Citigroup might sell its brokerage unit, but the unproven "financial supermarket" idea is still alive and well, unfortunately.
The news that Citigroup is considering selling half its Smith Barney brokerage unit to Morgan Stanley is seen as evidence that Sandy Weill's plan for a one-stop financial shop is officially dead.

But the financial supermarket is the bad idea that just won't die.

It certainly makes sound sense on paper: let customers get all their banking needs from one financial institution. Credit cards, checking accounts, mortgages, brokerage services, insurance — keep it all under one roof. Cross-sell to your heart's content. Sell mortgages to your brokerage customers and offer to underwrite deals for your corporate bank customers.

During the 1990s, Weill commandeered his own financial merger frenzy, combining his Shearson Lehman brokerage with Travelers Group, Aetna Life & Casualty, and Salomon Brothers before eventually merging it all in a megadeal with Citicorp in 1998.

But Citigroup was never able to get the one-stop shopping to work. The firm, bloated by its consolidated income statement, has never been able to overcome its unwieldy size, despite its numerous attempts to start over. Weill was replaced as Citigroup C.E.O. in 2003 by Chuck Prince, who was ousted more than a year ago and replaced by Vikram Pandit. Now, as rumors swirl that Citigroup might finally break itself up, Pandit is desperately clinging to the job as the head of the bank that seemingly can do no right.

But even as Wall Street witnesses the collapse of the financial supermarket at Citigroup, other bank executives seem all too eager to attempt it themselves.

> MATERIAL PROVIDED

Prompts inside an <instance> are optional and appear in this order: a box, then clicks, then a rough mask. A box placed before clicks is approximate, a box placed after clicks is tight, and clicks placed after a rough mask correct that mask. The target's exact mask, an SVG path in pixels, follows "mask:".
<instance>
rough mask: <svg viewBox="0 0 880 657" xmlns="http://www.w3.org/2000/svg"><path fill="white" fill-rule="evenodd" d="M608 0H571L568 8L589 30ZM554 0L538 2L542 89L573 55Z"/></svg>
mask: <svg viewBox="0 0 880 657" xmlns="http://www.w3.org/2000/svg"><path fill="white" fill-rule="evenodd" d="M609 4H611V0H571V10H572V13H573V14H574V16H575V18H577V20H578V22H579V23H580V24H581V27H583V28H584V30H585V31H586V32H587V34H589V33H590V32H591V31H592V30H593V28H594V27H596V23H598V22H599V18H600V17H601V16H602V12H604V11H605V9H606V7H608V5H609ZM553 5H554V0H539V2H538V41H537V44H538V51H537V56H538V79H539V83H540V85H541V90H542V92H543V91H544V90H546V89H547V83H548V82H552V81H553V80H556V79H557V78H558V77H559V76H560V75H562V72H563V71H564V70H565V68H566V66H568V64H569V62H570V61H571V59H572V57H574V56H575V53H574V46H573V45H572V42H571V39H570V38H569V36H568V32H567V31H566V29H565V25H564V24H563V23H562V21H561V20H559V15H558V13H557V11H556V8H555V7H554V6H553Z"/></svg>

> TASK GOAL
Continue the commentary on Citigroup and the financial supermarket idea from its last sentence.

> RESULT BELOW
Bank of America has laid the groundwork to become the Wal-Mart of financial supermarkets. It's in the process of integrating Merrill Lynch's thundering herd with its massive retail bank, which is also still absorbing the embattled mortgage lender Countrywide. Wells Fargo expanded its retail banking presence with its Wachovia acquisition, but it also got a full-scale investment bank and the brokerage unit A.G. Edwards with its purchase.

Cross-selling, it seems, has never been so promising.

But, why? There is little evidence it works, as Bloomberg reported last week in a story about the bitter divide between Bank of America bankers and Merrill Lynch brokers. “On paper, cross-selling makes a lot of sense, but in reality, I’ve never seen it work,” Friedman Billings banking analyst Paul Miller said.

And after the sting of Madoff, the hangover from the mortgage crisis, and the lingering foul taste of Lehman and Bear Stearns, why might customers be more inclined to trust one financial institution for all their needs?

The fact is they won't. But if a Smith Barney-Morgan Stanley deal does spark a new wave of financial mergers as some predict, they won't have much choice in the matter.